*Extrait*:
Par ailleurs, le gouvernement a adopté en 2011 une mesure ouvrant les marchés publics aux PME indiennes : 20 % des achats doivent être réalisés auprès de ces PME et sur ces 20 %, 4 % reviennent aux entreprises appartenant aux « Scheduled Tribes », c'est-à-dire les membres des anciennes tribus du pays.
Quelles inspirations pour la France et l'Europe ?
D'après Navi Radjou, Français d'origine indienne, consultant à la Silicon valley et auteur du livre « L'innovation jugaad : redevenons ingénieux ! », les sociétés européennes doivent adopter l'innovation frugale pour préserver leur prospérité et produire plus de valeur pour les citoyens dans un contexte de raréfaction des ressources naturelles. Des résistances, notamment dans le domaine pharmaceutique, ont déjà commencé à s'exprimer.

*Consignes*:
1. Dressez la liste de tous les noms de lieux géographiques mentionnés dans l'extrait.
2. Recopiez à l'identique le segment de l'extrait allant de « Par ailleurs, le » jusqu'à « commencé à s'exprimer. » inclus.
Les données qui suivent n'ont aucun lien avec l'extrait.

*Données enregistrées*:
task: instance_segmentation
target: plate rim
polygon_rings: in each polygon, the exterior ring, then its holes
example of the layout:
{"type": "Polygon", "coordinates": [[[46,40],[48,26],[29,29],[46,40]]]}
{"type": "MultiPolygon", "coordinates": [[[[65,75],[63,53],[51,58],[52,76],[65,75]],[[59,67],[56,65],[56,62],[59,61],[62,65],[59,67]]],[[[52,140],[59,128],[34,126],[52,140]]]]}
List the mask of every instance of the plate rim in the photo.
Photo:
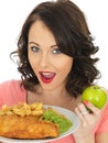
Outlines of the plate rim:
{"type": "MultiPolygon", "coordinates": [[[[51,105],[44,105],[44,107],[45,108],[53,108],[54,110],[57,110],[60,113],[62,113],[62,114],[64,114],[67,119],[69,119],[71,120],[71,117],[69,116],[72,116],[73,117],[73,125],[72,125],[72,128],[68,130],[68,131],[66,131],[66,132],[64,132],[64,133],[61,133],[60,134],[60,136],[57,136],[57,138],[52,138],[52,139],[43,139],[43,140],[20,140],[20,139],[9,139],[9,138],[3,138],[3,136],[0,136],[0,141],[3,141],[3,142],[6,142],[6,143],[21,143],[21,142],[26,142],[26,143],[46,143],[46,142],[52,142],[52,141],[56,141],[56,140],[58,140],[58,139],[62,139],[62,138],[65,138],[65,136],[67,136],[67,135],[69,135],[69,134],[72,134],[75,130],[77,130],[77,128],[79,127],[79,123],[80,123],[80,121],[79,121],[79,118],[77,117],[77,114],[74,112],[74,111],[72,111],[72,110],[69,110],[69,109],[65,109],[65,108],[62,108],[62,107],[57,107],[57,106],[51,106],[51,105]],[[64,113],[64,112],[66,112],[66,113],[64,113]],[[68,117],[67,117],[67,113],[68,113],[68,117]],[[71,114],[69,114],[71,113],[71,114]],[[74,120],[74,118],[75,118],[75,120],[74,120]]],[[[72,121],[72,120],[71,120],[72,121]]]]}

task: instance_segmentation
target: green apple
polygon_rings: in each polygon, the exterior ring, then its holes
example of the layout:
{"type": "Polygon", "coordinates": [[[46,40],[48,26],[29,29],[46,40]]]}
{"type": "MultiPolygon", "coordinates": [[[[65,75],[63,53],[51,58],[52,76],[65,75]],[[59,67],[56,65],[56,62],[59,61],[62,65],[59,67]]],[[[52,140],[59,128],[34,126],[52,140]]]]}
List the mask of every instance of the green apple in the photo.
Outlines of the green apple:
{"type": "Polygon", "coordinates": [[[99,109],[106,105],[107,98],[107,92],[97,85],[87,87],[82,94],[82,101],[89,101],[99,109]]]}

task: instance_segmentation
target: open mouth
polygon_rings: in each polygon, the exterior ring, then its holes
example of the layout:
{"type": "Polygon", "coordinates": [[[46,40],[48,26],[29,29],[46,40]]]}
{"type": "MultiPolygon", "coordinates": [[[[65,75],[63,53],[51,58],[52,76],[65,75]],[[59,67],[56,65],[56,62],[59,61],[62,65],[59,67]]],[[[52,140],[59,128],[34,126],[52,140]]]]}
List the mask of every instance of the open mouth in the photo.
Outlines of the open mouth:
{"type": "Polygon", "coordinates": [[[45,84],[48,84],[54,79],[56,74],[51,73],[51,72],[40,72],[40,75],[41,75],[42,81],[45,84]]]}

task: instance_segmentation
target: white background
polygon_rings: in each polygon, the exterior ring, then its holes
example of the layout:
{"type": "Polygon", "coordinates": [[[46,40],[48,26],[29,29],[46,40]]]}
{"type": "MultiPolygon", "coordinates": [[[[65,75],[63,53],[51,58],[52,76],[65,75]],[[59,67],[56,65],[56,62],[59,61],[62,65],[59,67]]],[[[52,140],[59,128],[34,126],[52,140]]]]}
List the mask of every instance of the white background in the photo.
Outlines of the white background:
{"type": "MultiPolygon", "coordinates": [[[[0,0],[0,82],[20,78],[17,65],[9,54],[17,48],[22,24],[31,10],[45,0],[0,0]]],[[[99,85],[108,88],[108,7],[107,0],[73,0],[85,13],[89,30],[100,47],[98,68],[101,72],[99,85]]]]}

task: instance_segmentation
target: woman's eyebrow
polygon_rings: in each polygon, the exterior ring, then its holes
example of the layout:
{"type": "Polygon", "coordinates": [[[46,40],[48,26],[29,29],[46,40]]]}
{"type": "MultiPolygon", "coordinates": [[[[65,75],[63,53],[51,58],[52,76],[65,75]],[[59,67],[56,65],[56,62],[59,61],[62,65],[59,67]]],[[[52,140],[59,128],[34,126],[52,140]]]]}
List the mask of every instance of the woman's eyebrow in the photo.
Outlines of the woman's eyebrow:
{"type": "MultiPolygon", "coordinates": [[[[35,42],[29,42],[29,45],[30,45],[30,44],[34,44],[34,45],[41,46],[40,44],[37,44],[37,43],[35,43],[35,42]]],[[[53,48],[53,47],[57,47],[57,45],[51,45],[51,48],[53,48]]]]}
{"type": "Polygon", "coordinates": [[[34,45],[40,46],[40,44],[37,44],[37,43],[35,43],[35,42],[29,42],[29,45],[30,45],[30,44],[34,44],[34,45]]]}

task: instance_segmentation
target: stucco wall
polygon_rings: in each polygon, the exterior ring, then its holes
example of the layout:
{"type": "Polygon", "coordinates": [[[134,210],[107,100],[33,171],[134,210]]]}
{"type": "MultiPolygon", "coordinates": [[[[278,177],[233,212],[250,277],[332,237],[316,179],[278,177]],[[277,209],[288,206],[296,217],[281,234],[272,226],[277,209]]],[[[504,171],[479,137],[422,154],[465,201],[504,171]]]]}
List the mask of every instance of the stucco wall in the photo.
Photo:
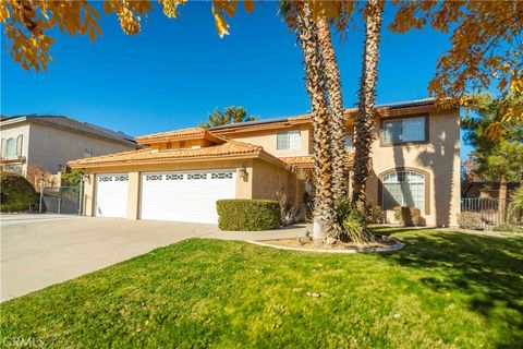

*Réponses*:
1. France, Europe, Silicon valley

2.
Par ailleurs, le gouvernement a adopté en 2011 une mesure ouvrant les marchés publics aux PME indiennes : 20 % des achats doivent être réalisés auprès de ces PME et sur ces 20 %, 4 % reviennent aux entreprises appartenant aux « Scheduled Tribes », c'est-à-dire les membres des anciennes tribus du pays.
Quelles inspirations pour la France et l'Europe ?
D'après Navi Radjou, Français d'origine indienne, consultant à la Silicon valley et auteur du livre « L'innovation jugaad : redevenons ingénieux ! », les sociétés européennes doivent adopter l'innovation frugale pour préserver leur prospérité et produire plus de valeur pour les citoyens dans un contexte de raréfaction des ressources naturelles. Des résistances, notamment dans le domaine pharmaceutique, ont déjà commencé à s'exprimer.